-- start --

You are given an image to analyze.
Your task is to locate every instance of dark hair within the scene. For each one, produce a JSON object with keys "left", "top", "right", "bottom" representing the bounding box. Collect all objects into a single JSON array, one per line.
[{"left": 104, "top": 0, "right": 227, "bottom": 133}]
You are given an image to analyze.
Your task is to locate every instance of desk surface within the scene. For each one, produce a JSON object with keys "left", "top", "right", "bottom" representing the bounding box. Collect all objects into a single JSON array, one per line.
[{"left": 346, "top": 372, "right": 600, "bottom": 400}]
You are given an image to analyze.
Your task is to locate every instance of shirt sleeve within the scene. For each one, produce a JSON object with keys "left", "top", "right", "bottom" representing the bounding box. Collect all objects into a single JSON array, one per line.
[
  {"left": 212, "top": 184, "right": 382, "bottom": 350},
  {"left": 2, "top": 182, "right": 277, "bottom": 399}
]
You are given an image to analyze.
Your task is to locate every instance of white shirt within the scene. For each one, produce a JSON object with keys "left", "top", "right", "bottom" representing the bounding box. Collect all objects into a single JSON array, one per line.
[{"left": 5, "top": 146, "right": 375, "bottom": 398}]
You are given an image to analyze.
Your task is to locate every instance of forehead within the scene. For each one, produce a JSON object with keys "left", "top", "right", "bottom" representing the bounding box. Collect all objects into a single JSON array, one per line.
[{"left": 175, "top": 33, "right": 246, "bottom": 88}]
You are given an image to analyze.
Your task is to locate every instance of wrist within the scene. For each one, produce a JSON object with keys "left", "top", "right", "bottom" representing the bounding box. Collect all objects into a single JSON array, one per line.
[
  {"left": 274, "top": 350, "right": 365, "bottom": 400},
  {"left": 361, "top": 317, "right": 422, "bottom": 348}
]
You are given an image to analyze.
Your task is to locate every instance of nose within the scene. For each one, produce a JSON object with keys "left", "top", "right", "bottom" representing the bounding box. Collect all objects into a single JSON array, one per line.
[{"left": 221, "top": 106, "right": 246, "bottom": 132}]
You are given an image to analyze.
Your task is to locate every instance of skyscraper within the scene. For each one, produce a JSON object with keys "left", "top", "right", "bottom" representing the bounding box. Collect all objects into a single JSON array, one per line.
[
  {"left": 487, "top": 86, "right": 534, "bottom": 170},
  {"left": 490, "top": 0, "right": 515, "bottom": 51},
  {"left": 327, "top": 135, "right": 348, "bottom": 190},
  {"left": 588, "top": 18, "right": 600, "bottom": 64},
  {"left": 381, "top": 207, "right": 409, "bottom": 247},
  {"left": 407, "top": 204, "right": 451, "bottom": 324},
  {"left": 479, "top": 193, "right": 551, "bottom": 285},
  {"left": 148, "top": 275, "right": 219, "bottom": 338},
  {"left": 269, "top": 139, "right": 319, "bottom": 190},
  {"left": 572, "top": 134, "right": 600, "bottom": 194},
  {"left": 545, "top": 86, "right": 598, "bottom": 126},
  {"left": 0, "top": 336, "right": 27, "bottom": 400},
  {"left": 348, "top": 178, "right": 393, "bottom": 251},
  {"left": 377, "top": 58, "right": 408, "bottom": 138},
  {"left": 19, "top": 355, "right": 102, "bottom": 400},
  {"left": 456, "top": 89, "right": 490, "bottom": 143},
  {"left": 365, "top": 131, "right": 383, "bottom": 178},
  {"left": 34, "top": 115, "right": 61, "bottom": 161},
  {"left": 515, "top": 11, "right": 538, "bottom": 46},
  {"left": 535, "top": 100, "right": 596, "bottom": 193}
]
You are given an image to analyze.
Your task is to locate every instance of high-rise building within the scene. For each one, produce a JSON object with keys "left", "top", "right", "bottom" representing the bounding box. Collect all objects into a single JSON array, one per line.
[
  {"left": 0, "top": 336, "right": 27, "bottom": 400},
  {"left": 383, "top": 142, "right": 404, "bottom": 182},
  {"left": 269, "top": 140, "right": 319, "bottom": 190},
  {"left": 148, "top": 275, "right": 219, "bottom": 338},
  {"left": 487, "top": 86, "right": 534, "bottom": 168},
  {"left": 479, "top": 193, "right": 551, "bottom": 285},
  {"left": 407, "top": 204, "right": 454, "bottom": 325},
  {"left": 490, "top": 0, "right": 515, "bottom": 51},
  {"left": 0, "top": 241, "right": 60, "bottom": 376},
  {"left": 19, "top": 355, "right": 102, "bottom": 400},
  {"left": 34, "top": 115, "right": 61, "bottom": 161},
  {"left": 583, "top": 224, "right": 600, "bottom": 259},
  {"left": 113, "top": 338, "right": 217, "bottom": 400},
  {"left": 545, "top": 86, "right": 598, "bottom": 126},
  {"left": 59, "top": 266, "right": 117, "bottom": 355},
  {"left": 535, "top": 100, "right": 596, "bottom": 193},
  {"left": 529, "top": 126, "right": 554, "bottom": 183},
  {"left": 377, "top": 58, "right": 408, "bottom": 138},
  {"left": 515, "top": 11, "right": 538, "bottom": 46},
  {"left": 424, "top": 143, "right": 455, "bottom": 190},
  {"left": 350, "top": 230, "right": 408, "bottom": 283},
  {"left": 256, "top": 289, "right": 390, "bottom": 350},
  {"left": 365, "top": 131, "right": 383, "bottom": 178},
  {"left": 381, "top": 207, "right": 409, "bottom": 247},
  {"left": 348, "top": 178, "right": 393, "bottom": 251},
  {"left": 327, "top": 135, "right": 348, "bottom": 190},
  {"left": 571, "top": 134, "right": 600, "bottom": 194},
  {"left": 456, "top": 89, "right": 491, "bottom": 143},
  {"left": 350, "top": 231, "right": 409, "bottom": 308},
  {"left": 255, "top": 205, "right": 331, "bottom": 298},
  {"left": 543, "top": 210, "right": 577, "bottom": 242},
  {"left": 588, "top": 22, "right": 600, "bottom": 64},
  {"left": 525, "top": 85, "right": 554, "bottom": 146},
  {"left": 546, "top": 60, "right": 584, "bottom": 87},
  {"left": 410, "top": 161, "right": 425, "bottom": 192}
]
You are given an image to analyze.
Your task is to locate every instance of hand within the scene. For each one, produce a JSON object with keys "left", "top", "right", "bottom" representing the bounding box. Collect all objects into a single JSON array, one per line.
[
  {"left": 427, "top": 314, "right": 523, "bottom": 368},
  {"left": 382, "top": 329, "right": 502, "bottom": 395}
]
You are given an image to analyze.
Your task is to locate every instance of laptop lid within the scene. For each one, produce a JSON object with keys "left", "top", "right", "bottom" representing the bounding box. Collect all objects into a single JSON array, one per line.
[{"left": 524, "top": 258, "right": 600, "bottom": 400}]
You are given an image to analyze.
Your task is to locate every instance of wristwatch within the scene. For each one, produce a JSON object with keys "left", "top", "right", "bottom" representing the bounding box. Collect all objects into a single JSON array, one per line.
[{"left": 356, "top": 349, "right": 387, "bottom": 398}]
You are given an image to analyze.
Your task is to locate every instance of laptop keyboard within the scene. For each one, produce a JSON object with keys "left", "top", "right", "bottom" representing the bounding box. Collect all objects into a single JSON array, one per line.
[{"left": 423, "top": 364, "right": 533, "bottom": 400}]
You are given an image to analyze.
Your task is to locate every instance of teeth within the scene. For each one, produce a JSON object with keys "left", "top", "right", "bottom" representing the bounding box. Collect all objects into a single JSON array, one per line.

-- end --

Extract each line of the entries above that contains the string "rise", treating uppercase and lowercase letters as different.

Full output:
Your task is to locate every instance of high-rise building within the scene. For each one, produce a JSON object with keys "left", "top", "right", "bottom" representing the bounding box. Collect all objects into a single JSON array, one per line.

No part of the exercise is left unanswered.